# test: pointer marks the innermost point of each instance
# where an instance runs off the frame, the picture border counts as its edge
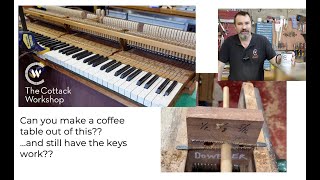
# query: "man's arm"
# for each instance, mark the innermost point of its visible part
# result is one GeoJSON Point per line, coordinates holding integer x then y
{"type": "Point", "coordinates": [276, 60]}
{"type": "Point", "coordinates": [220, 70]}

——

* _WHAT TO PRODUCE_: The string "each" may occur in the listing; show every line where it does.

* _EXPECTED OUTPUT_:
# test: pointer marks the innermost point of each instance
# for each instance, mark the innermost point of its visible part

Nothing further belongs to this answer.